> [GIVEN REQUEST 1]:
Answer these questions about the forum thread, one per line:
(a) In the first post, what monthly fee would you still pay for the extra box even if you had bought it for $800?
(b) What monthly fee does dishrich say the cable company charges for its HD DVR?
(c) Which three stores does bonscott87 name as selling the R15 and HR20?
> [GIVEN REQUEST 2]:
Render the entries as a Markdown table with columns Row and Line, starting at their first line and ending at the line that contains "Target: grass strip". Leave out blank lines.

RE: The lease. All receivers "purchased" activated after March 1st are activated as leases. Even HR10's. If the lease bothers you think of it this way: Even if you purchased it for $800 you'd still be paying the $4.99 a month fee for the extra box. With a leased box it's just called a lease fee instead.

Now if you already have an HR10 you should be able to get the HR20 for $99 or less. Of course you'll probably need to play CSR roulette but that is the common deal.

If you want another HR10 they are out there, mostly on eBay or a couple other online dealers but they can be pricey. Might be able to find a close out unit at a brick and mortar store somewhere. Basically they haven't made any for over a year so there aren't many out there anymore. Also they can't receive the signals from the new KA sats where all new HD will be at and all current HD will migrate two in a couple years or so. BUT the HR10 will still function just fine for OTA HD and for SD channels. So up to you what your needs are.


----------



## Linthicum (Jun 11, 2005)

"Now if you already have an HR10 you should be able to get the HR20 for $99 or less. Of course you'll probably need to play CSR roulette but that is the common deal."

From DirectTV?


----------



## Linthicum (Jun 11, 2005)

Also, does anybody else sell modern HD DVRs for DirectTV other than DirectTV?


----------



## bwaldron (Mar 16, 2003)

Linthicum said:


> Also, does anybody else sell modern HD DVRs for DirectTV other than DirectTV?


Nope. Unfortunately.


----------



## bonscott87 (Oct 3, 2000)

Linthicum said:


> Also, does anybody else sell modern HD DVRs for DirectTV other than DirectTV?


If you're talking the R15 and HR20 they are available everywhere.
Best Buy, Circuit City, Cosco and pretty much anywhere else that sells DirecTV.
Online there is Value Electronics again along with anybody that sells DirecTV.


----------



## dthreet (Jan 18, 2006)

you should wait, they will give you a free owned hr20 when they start there mpeg 4 conversion.


----------



## dishrich (Jan 16, 2002)

bonscott87 said:


> If the lease bothers you think of it this way: Even if you purchased it for $800 you'd still be paying the $4.99 a month fee for the extra box. With a leased box it's just called a lease fee instead.


Not to mention the fact, if the box shoots craps at any time, they'll replace it for free, as part of that same "lease" fee.  

I DO agree with the OP though - I can get an HD DVR from my cable for ZERO up-front cost, & the monthly fee on it is $13. Yes, the monthly fee is a little higher, but look how long it would take of paying the difference to get to the $299 upfront fee. And since D* was stupid enough to dump Tivo, their HD DVR doesn't really have anything over the Moto's our cable co. uses.


----------



## bidger (Mar 30, 2001)

dthreet said:


> you should wait, they will give you a free owned hr20 when they start there mpeg 4 conversion.


They might give you it for no cost, but I doubt it will be "owned".


----------



## Mavrick22 (Feb 7, 2006)

What I hate about the $4.99 a month lease fee is they are charging me taxes on that but with the $4.99 a month mirror fee for the owned boxes no taxes charged.

> [DATA TO USE]:
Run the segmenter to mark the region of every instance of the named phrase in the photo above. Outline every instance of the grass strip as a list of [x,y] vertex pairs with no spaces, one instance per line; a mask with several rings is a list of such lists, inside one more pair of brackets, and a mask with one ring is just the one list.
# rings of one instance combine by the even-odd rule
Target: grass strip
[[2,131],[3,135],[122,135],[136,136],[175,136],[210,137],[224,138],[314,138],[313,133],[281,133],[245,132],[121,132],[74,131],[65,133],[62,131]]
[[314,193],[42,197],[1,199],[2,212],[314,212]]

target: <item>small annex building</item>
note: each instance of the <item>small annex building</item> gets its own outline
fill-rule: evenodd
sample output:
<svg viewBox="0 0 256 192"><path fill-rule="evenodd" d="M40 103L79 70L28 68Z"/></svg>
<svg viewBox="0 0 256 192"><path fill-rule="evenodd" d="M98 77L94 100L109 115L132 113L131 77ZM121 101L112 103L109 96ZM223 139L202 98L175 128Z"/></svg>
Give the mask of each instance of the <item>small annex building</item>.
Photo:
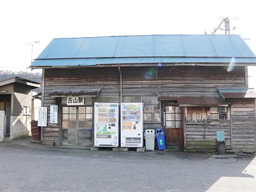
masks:
<svg viewBox="0 0 256 192"><path fill-rule="evenodd" d="M215 152L220 131L227 151L255 152L255 65L239 35L54 38L30 66L43 70L42 106L58 106L42 140L92 145L95 102L143 102L144 129L163 127L167 147ZM83 104L68 106L77 96Z"/></svg>
<svg viewBox="0 0 256 192"><path fill-rule="evenodd" d="M0 81L0 141L30 133L32 90L40 86L19 77Z"/></svg>

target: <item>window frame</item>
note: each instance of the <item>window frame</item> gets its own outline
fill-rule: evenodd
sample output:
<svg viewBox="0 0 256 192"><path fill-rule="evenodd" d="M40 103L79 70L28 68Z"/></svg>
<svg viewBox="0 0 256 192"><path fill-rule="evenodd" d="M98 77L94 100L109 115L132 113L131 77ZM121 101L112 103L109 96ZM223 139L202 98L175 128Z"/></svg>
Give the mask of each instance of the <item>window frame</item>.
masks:
<svg viewBox="0 0 256 192"><path fill-rule="evenodd" d="M213 108L217 108L217 110L212 111L211 109ZM220 109L225 108L225 112L220 111ZM210 107L209 109L209 120L218 120L218 121L228 121L230 120L230 106L214 106ZM221 115L225 115L226 118L220 118ZM212 118L212 116L214 115L218 115L218 118Z"/></svg>

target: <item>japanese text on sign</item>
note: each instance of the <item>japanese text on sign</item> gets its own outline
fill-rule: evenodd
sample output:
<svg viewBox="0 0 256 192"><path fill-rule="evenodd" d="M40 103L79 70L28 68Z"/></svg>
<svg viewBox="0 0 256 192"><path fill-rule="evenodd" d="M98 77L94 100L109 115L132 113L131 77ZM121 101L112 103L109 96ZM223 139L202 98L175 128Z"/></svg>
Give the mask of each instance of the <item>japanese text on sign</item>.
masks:
<svg viewBox="0 0 256 192"><path fill-rule="evenodd" d="M68 106L83 105L84 99L83 97L67 97L67 104Z"/></svg>
<svg viewBox="0 0 256 192"><path fill-rule="evenodd" d="M47 108L39 108L38 125L46 127L47 122Z"/></svg>
<svg viewBox="0 0 256 192"><path fill-rule="evenodd" d="M58 124L58 106L51 106L50 123Z"/></svg>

> [FULL OUTPUT 1]:
(a) $4.99 a month
(b) $13
(c) Best Buy, Circuit City and Cosco

> [FULL OUTPUT 2]:
| Row | Line |
|---|---|
| 1 | Run the segmenter to mark the region of every instance of the named phrase in the photo above. Outline every instance of the grass strip as a list of [x,y] vertex pairs with no spaces, one instance per line; a mask with several rings is a list of such lists, inside one more pair of brackets, and a mask with one ring is just the one list. |
| 2 | # rings of one instance combine by the even-odd rule |
| 3 | Target: grass strip |